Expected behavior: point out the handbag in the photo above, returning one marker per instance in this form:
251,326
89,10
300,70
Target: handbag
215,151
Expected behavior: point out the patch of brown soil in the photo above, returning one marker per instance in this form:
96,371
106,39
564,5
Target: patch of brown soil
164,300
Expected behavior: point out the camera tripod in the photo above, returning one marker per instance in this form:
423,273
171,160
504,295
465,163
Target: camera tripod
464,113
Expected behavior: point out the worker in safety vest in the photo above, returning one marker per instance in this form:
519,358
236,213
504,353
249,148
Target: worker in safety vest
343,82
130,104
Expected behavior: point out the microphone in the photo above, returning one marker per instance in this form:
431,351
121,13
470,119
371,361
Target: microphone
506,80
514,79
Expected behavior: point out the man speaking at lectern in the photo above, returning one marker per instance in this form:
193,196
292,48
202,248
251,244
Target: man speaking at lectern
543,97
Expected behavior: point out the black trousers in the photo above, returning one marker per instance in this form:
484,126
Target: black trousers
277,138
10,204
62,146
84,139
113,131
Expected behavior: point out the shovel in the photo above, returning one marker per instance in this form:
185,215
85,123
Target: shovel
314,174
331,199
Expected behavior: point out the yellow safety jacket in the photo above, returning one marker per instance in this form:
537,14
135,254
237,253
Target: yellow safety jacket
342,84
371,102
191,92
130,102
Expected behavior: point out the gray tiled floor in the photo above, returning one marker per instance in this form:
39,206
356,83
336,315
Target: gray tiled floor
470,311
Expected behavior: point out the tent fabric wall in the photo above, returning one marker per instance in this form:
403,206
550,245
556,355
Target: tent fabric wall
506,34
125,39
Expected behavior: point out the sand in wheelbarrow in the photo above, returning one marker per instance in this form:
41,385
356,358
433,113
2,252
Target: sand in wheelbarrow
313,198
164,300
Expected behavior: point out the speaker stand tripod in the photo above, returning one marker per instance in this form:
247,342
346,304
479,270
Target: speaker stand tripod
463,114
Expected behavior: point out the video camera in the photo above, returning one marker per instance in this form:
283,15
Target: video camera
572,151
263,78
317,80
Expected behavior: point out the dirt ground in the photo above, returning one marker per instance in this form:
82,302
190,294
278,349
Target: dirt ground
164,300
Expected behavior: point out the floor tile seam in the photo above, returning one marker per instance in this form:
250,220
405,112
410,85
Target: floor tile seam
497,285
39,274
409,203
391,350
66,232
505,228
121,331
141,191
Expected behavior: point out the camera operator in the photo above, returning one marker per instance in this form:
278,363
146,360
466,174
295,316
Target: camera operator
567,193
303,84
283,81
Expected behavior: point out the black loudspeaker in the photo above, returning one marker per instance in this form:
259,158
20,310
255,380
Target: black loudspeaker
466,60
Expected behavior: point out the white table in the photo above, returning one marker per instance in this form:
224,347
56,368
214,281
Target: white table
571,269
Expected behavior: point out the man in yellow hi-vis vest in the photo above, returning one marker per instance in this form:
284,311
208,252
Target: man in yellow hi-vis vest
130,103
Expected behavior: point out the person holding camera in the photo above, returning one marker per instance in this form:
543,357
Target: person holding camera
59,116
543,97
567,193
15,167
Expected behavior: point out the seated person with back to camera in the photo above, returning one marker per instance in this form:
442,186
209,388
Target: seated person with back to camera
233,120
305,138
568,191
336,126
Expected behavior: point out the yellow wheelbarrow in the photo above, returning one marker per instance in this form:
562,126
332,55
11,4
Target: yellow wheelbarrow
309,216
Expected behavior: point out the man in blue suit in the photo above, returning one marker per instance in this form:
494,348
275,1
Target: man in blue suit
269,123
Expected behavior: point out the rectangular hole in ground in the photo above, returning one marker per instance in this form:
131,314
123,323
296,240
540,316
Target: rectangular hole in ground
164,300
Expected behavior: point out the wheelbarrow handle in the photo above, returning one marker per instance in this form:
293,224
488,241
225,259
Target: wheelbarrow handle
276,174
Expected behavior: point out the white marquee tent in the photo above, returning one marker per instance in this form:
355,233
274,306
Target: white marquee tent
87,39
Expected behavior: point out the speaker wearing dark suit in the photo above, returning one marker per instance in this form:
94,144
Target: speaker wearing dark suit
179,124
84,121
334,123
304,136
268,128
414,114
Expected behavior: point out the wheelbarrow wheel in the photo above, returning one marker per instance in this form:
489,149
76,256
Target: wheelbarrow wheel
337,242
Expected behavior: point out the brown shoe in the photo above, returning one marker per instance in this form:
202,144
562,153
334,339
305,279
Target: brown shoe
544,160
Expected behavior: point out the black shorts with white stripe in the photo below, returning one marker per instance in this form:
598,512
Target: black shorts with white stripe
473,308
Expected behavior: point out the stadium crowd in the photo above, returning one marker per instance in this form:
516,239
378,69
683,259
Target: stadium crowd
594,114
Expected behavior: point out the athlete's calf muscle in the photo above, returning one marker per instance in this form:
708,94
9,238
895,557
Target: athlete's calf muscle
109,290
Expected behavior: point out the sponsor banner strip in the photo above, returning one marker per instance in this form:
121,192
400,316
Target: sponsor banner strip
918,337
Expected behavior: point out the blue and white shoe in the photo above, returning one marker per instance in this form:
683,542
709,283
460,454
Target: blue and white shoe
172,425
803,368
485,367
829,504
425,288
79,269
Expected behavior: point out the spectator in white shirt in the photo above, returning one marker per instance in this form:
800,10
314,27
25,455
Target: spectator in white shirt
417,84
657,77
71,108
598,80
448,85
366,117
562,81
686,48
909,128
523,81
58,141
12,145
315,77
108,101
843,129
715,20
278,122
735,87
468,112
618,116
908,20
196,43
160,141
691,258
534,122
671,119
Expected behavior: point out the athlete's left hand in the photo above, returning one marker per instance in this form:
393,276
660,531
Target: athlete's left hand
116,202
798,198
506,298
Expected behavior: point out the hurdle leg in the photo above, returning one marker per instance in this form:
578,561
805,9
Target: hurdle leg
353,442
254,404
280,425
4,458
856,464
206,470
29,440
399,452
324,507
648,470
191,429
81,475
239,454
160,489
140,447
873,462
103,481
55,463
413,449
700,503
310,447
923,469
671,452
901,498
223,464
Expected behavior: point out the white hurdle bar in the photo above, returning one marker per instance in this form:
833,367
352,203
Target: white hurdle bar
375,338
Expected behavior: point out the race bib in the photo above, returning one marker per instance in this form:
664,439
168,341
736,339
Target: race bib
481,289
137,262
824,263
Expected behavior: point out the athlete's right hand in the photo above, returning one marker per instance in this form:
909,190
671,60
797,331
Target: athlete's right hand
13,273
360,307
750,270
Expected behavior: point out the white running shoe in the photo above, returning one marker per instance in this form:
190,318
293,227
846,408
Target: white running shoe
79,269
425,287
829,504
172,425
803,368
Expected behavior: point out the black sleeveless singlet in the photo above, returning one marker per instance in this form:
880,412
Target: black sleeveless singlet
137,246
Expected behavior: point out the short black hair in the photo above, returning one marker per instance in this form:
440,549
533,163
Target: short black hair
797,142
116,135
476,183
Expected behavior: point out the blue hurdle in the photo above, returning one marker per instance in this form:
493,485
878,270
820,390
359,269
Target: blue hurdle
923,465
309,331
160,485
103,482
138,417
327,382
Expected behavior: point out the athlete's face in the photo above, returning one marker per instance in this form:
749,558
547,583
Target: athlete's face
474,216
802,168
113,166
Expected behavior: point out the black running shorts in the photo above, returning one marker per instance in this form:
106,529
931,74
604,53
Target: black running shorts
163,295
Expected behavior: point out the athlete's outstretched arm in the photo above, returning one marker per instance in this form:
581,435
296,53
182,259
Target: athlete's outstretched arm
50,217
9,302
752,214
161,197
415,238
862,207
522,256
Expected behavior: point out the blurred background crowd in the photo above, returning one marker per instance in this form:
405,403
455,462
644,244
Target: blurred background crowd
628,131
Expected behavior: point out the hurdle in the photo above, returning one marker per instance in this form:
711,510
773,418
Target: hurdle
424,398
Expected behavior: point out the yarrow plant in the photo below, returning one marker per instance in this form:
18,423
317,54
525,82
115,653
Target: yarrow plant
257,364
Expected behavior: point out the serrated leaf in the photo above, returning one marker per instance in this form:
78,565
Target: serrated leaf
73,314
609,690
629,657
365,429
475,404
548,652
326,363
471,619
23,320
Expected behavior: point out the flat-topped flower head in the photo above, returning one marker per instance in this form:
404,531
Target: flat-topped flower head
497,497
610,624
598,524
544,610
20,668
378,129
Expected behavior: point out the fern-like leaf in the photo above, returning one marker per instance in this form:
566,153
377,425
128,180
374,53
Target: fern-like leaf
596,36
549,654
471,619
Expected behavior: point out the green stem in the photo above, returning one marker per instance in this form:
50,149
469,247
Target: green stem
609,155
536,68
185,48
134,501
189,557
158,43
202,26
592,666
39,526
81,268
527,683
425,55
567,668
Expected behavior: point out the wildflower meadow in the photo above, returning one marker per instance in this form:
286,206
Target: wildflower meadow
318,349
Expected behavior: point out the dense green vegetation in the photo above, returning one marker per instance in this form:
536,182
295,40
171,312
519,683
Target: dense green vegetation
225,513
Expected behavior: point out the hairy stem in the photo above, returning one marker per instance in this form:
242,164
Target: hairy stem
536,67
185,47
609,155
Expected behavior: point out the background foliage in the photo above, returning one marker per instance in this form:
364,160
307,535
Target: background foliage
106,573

--- Task brief ---
From the line that contains "Expected behavior: point out the green" down to the last line of the listing above, repeat each line exactly, and include nothing else.

--- Complete answer ---
Expected behavior: point out the green stem in the photo above, returning one marker per instance in this form:
50,149
469,247
Target: green stem
609,155
536,68
185,48
134,501
189,557
158,43
202,26
592,666
39,526
81,268
527,683
425,55
567,668
Expected behavior: point out the wildflower meadow in the photo above, returning one marker per instance in this form:
286,206
Target: wildflower meadow
318,349
Expected behavior: point out the dense green vegetation in the photo above, returning one marker per instance in this form:
536,182
295,40
171,312
519,683
Target: dense green vegetation
225,513
Expected behavior: point out the hairy stem in the photo above, returning one marker per instance in this form:
242,164
Target: hairy stem
536,67
185,47
609,155
Expected behavior: point out the background foliage in the photo above, returning one marker per instance in this form:
364,160
307,535
Target: background foliage
106,573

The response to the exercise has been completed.